"""

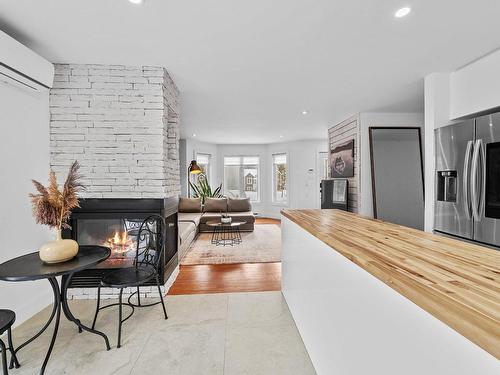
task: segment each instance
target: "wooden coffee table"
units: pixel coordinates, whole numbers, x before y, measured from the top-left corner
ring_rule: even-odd
[[[215,246],[234,246],[242,242],[240,227],[246,224],[246,221],[232,221],[225,224],[220,220],[211,220],[205,224],[213,227],[212,244]]]

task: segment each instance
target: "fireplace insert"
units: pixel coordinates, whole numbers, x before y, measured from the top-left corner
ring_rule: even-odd
[[[131,267],[137,247],[137,232],[143,220],[158,214],[165,218],[166,241],[160,260],[160,282],[164,284],[178,264],[177,205],[178,198],[166,199],[82,199],[73,211],[71,228],[63,230],[63,238],[79,245],[101,245],[111,249],[111,256],[94,268],[78,272],[70,288],[95,288],[103,276],[117,268]],[[156,285],[155,281],[146,285]]]

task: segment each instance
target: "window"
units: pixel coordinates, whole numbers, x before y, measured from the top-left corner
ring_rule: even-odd
[[[210,159],[212,155],[210,154],[196,154],[196,164],[201,168],[205,176],[207,176],[207,181],[210,181]]]
[[[260,200],[259,157],[224,157],[224,194],[230,198],[250,198]]]
[[[288,169],[286,154],[273,155],[273,202],[286,204],[288,202]]]

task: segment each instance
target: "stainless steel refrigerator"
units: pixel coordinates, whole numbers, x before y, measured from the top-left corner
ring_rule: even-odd
[[[434,229],[500,246],[500,113],[435,130]]]

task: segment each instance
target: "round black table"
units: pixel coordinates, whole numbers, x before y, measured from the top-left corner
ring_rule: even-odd
[[[45,360],[43,361],[42,368],[40,369],[40,374],[45,372],[45,367],[47,366],[54,343],[56,342],[59,320],[61,317],[61,308],[66,318],[77,325],[79,332],[85,330],[102,336],[106,343],[106,349],[110,349],[108,337],[100,331],[84,326],[80,320],[76,319],[69,309],[67,300],[68,286],[70,285],[71,278],[74,273],[95,266],[97,263],[108,259],[110,255],[111,250],[107,247],[80,246],[77,256],[64,263],[46,264],[40,260],[38,252],[34,252],[0,264],[0,280],[34,281],[47,279],[52,287],[52,291],[54,292],[54,307],[52,308],[52,313],[50,314],[50,318],[47,323],[45,323],[42,329],[35,336],[19,345],[15,350],[15,353],[17,353],[30,342],[38,338],[47,329],[55,316],[56,321],[54,325],[54,332],[52,334],[52,339],[50,341]],[[61,287],[59,287],[59,283],[56,279],[57,276],[62,276]],[[15,357],[13,357],[10,361],[10,368],[14,367],[14,365],[19,367],[19,363],[17,363]]]

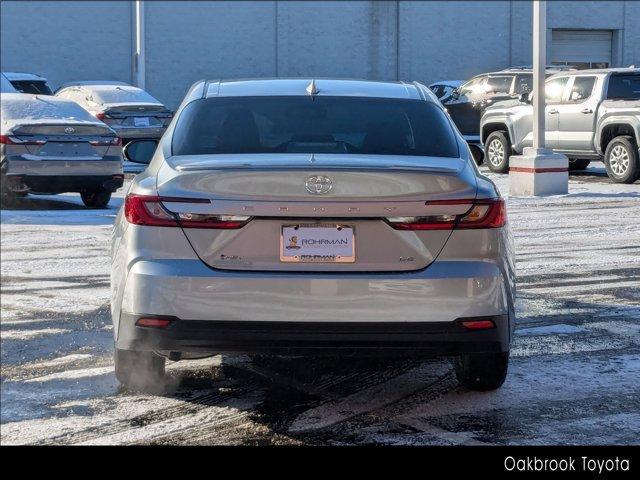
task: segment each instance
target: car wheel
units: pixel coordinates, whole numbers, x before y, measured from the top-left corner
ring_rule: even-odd
[[[604,166],[615,183],[633,183],[640,178],[638,146],[633,137],[621,135],[611,140],[604,154]]]
[[[165,359],[154,352],[116,348],[114,362],[116,378],[126,388],[156,390],[164,385]]]
[[[489,169],[496,173],[509,171],[509,157],[511,156],[511,142],[507,132],[499,130],[492,132],[484,147],[484,156]]]
[[[80,196],[85,206],[92,208],[104,208],[111,200],[111,192],[107,190],[85,190]]]
[[[470,390],[495,390],[507,378],[509,352],[461,355],[456,359],[458,382]]]
[[[576,158],[573,160],[569,159],[569,170],[572,172],[575,172],[577,170],[584,170],[589,166],[590,163],[591,160],[589,160],[588,158]]]

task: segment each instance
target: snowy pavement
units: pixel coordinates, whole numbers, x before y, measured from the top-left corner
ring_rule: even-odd
[[[2,444],[629,444],[640,438],[640,184],[601,164],[508,199],[517,331],[504,386],[447,359],[214,357],[157,395],[113,374],[107,210],[76,195],[1,212]],[[506,176],[490,175],[506,195]]]

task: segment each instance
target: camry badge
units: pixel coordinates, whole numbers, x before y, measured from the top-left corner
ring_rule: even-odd
[[[333,188],[333,180],[329,177],[325,177],[324,175],[313,175],[307,178],[304,186],[306,187],[307,192],[315,195],[322,195],[331,191]]]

"""

Extract the material word for word, starting at its first line and ending at the line that contains "[[[434,229],[500,246],[500,113],[435,130]]]", with both ends included and the pictures left out.

▶ **Response to the exercise**
task: segment each instance
target: "wooden coffee table"
units: pixel coordinates, whole numbers, x before y, measured from the top-left corner
ring_rule: even-odd
[[[215,246],[234,246],[242,242],[240,227],[246,224],[246,221],[232,221],[225,224],[220,220],[211,220],[205,224],[213,227],[212,244]]]

task: segment each instance
target: "fireplace insert"
units: pixel coordinates, whole numbers, x before y, measured from the top-left corner
ring_rule: even-odd
[[[131,267],[137,247],[137,232],[143,220],[158,214],[165,218],[166,241],[160,260],[160,282],[164,284],[178,264],[177,205],[178,198],[166,199],[82,199],[73,211],[71,228],[63,230],[63,238],[79,245],[101,245],[111,249],[111,256],[94,268],[78,272],[70,288],[95,288],[103,276],[117,268]],[[156,285],[155,281],[146,285]]]

task: segment each instance
target: "window"
units: pixel coordinates, whole numbers, x before y, measured from the top-left corner
ring_rule: even-odd
[[[210,159],[212,155],[210,154],[196,154],[196,164],[201,168],[205,176],[207,176],[207,181],[210,181]]]
[[[260,200],[259,157],[224,157],[224,194],[230,198],[250,198]]]
[[[288,169],[286,154],[273,155],[273,202],[286,204],[288,202]]]

task: segment each instance
target: "stainless steel refrigerator"
units: pixel coordinates, whole numbers, x before y, measured from the top-left corner
ring_rule: even-odd
[[[434,229],[500,246],[500,113],[435,130]]]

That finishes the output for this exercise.